#### WHAT TO DO
• 1. Quote the FreeBSD pthread CPU usage email word for word, beginning at the words "Based on the" and ending after "gain execution control.".
• 2. Extend the FreeBSD pthread CPU usage email past its last sentence.

#### SOURCE PASSAGE
From: "Dorr H. Clark" <dclark@applmath.scu.edu>
To: freebsd-gnats-submit@FreeBSD.org, t_fisher@163.com
Cc:  
Subject: Re: kern/43887: abnormal CPU useage when use pthread_mutex
Date: Wed, 28 May 2003 10:41:35 -0700

 This bug states that a CPU spike is evident when a small test program
 is executed.  We believe that this behavior is a side effect of 
 the FreeBSD threads implementation, and may perhaps only be 
 exhibited in small test programs or when larger programs
 match the same condition of calling usleep with values under
 1 msec at a point when no other threads are ready to run.
 
 Based on the original intent of the user, we believe 
 they should alter their test program to account for the FreeBSD
 threads implementation.
 
 In FreeBSD, the pthread implementation is as a user-level thread
 package,
 in other words, all threads execute in the context of a single process, 
 and the thread scheduler is hidden in the threaded version of libc.
 
 usleep (defined in src/lib/libc/gen/usleep.c) is a wrapper for 
 _nanosleep (src/lib/libc_r/uthread/uthread_nanosleep.c),
 which allows the thread scheduler to gain execution control.
 _thread_kern_scheduler then invokes thread_kern_poll which
 eventually resolves to the system call poll().  In the current
 threads implementation, poll() is invoked with a timeout granularity
 in the milliseconds.  Thus for short timeout values, poll returns
 almost immediately and the process spins around in the thread
 scheduler looking for somebody to run.

#### SUPPLIED MATERIAL
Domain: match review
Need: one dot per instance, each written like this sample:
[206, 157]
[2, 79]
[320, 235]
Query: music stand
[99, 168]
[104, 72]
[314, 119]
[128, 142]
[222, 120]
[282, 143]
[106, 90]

#### EXPECTED OUTPUTS
• 1.
Based on the original intent of the user, we believe 
 they should alter their test program to account for the FreeBSD
 threads implementation.
 
 In FreeBSD, the pthread implementation is as a user-level thread
 package,
 in other words, all threads execute in the context of a single process, 
 and the thread scheduler is hidden in the threaded version of libc.
 
 usleep (defined in src/lib/libc/gen/usleep.c) is a wrapper for 
 _nanosleep (src/lib/libc_r/uthread/uthread_nanosleep.c),
 which allows the thread scheduler to gain execution control.

• 2.
 
 Note if the sleep value is increased beyond the 1 ms threshold,
 then poll calls tsleep, throwing the entire process on the mercy
 of the scheduler.  In our experiments, a typical sleep time 
 was 20 msec, indicating the expiration of multiple ticks.
 
 The test program in the original bug was attempting to measure 
 the efficiency of pthread_mutex operations, but the code as written 
 will have CPU measurements dominated by the usleep call
 and the pthread internals.  A different approach is needed
 to serve the original purpose.
 
 If the 43887 behavior is intolerable, there are two possible approaches,
 either wait for a pthreads implementation on top of the kernel threads 
 in FreeBSD 5.0 or install the linuxthreads port, which simulates the
 Linux 
 way of handling threads as separate processes. 
 
 Konstantin Svist, engineer
 Dorr H. Clark, advisor
 COEN 284 - Operating Systems Case Study 
 Santa Clara University, 
 Santa Clara CA.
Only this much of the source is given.